◆ Problem to work on
The span to be transcribed begins with the line that contains "Where can the white ceiling" and ends with the last line of the listing; copy it exactly and include nothing else.

◆ Listed entries
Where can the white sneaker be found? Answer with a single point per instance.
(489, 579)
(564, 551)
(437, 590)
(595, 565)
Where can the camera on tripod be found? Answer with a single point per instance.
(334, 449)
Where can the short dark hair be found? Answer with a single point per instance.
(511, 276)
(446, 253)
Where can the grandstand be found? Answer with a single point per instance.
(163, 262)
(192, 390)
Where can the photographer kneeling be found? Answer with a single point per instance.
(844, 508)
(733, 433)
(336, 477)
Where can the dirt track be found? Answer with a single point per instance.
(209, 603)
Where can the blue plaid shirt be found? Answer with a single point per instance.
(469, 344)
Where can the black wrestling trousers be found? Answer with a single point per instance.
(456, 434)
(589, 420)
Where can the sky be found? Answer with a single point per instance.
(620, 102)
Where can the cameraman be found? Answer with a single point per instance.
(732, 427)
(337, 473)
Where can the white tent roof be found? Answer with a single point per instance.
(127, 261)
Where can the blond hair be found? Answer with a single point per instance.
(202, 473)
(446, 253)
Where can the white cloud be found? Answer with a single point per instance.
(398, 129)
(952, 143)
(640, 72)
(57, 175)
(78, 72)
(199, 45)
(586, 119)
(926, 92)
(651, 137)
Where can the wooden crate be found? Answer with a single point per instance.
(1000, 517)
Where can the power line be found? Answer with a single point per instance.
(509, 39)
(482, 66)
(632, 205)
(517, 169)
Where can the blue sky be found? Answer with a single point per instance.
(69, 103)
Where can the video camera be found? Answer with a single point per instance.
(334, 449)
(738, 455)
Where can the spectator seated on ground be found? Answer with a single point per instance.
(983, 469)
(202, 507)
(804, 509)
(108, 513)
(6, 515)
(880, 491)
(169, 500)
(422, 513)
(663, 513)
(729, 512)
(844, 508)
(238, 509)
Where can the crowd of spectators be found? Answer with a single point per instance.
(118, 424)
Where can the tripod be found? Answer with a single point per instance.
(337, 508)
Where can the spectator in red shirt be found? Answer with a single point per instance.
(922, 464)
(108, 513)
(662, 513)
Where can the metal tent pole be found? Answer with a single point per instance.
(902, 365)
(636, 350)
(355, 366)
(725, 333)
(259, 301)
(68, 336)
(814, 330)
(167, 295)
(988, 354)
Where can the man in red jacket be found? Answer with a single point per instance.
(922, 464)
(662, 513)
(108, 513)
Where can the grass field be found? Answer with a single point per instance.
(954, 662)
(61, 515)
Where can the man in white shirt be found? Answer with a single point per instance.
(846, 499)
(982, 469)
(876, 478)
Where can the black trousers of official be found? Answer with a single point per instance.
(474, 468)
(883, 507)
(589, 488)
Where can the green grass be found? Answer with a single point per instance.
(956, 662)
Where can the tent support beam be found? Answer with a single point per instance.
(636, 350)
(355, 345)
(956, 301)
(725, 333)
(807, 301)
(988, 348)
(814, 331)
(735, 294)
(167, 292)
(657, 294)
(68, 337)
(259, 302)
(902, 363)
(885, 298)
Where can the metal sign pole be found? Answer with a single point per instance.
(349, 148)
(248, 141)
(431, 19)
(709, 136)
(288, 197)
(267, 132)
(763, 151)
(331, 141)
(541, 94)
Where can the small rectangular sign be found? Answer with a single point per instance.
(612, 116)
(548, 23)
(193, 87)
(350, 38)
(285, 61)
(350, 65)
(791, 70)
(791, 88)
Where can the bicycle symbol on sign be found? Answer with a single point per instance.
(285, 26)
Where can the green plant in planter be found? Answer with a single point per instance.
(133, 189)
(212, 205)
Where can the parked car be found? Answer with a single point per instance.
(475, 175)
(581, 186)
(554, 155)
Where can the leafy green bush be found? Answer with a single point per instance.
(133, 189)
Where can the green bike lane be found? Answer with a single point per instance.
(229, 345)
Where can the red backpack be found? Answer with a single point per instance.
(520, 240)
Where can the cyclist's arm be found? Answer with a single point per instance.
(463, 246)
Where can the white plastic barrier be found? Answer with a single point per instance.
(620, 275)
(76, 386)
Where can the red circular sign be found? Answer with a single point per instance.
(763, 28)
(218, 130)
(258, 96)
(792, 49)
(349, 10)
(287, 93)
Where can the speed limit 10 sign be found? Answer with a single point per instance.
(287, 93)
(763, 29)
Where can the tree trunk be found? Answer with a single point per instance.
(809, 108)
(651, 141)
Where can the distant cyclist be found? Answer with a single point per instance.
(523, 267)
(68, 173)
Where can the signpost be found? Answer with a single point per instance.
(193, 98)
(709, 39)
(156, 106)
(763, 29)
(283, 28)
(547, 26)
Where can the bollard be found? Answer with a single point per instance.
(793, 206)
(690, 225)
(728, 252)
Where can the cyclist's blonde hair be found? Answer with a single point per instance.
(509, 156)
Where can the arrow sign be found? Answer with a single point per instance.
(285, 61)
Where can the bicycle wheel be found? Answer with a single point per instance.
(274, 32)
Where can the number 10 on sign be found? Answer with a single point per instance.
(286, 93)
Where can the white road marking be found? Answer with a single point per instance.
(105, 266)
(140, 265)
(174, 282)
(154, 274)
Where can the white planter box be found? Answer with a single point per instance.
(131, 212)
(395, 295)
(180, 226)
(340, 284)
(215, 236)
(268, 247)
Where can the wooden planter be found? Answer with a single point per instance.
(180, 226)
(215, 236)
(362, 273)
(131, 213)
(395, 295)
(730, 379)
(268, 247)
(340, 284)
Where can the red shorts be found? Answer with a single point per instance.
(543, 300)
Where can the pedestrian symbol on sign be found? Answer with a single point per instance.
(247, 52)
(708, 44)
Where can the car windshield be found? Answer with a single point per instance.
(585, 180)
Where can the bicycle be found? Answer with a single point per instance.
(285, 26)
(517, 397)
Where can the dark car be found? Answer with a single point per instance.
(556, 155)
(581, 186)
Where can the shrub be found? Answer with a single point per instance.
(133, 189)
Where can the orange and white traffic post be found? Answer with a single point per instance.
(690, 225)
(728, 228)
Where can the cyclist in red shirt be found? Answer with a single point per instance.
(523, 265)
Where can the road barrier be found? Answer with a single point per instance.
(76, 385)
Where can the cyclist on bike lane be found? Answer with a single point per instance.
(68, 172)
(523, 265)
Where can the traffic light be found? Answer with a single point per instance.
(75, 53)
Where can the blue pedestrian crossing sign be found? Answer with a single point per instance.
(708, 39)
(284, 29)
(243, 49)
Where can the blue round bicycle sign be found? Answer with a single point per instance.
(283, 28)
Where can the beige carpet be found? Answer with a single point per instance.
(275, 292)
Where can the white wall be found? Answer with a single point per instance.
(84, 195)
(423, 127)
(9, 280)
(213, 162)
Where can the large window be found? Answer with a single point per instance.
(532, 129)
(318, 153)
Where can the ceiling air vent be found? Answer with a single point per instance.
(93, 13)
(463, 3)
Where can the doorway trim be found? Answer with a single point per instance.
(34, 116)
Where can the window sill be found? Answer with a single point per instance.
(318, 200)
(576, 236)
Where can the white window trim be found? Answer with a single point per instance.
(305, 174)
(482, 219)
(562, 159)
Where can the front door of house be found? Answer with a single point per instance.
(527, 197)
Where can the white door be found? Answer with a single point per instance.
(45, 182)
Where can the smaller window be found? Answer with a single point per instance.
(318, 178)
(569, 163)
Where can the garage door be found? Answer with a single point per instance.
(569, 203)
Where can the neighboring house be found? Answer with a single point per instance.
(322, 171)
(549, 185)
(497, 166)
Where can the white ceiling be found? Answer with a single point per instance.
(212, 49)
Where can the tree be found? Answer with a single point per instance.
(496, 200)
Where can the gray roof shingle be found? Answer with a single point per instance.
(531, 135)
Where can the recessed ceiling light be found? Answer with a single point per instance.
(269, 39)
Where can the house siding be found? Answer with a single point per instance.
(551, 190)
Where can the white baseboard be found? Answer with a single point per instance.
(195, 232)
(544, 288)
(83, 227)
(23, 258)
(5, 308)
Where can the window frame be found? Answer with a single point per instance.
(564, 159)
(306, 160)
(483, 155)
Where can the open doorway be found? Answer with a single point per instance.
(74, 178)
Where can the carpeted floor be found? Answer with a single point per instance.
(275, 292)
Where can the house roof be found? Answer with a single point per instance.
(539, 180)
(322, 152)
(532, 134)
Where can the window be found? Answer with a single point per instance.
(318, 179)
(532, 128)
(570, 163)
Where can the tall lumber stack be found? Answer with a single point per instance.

◆ Answer
Where can the white ceiling be found? Answer with a single point per instance.
(212, 49)
Where can the tree be found? Answer with a single point per instance.
(496, 200)
Where can the gray roof shingle be found? Answer with a single point per instance.
(531, 135)
Where can the recessed ceiling light be found? Answer with a single point per instance.
(269, 39)
Where can the house siding be found? Answer with a single point per instance.
(551, 190)
Where can the white baseboard be found? Answer with a single point per instance.
(195, 232)
(544, 288)
(83, 227)
(23, 258)
(5, 308)
Where can the window frame be found? Answer with a single point per instance.
(564, 159)
(306, 160)
(483, 155)
Where can the open doorway be found? Answer with a single point per instance.
(74, 178)
Where can the carpeted floor be found? Answer with a single point per instance.
(275, 292)
Where can the house roof be found? Answer with a single point per instance.
(539, 180)
(322, 152)
(532, 134)
Where can the window be found? Answer with a single point per instance.
(318, 179)
(532, 128)
(570, 163)
Where can the tall lumber stack be found? Answer with a single point per instance.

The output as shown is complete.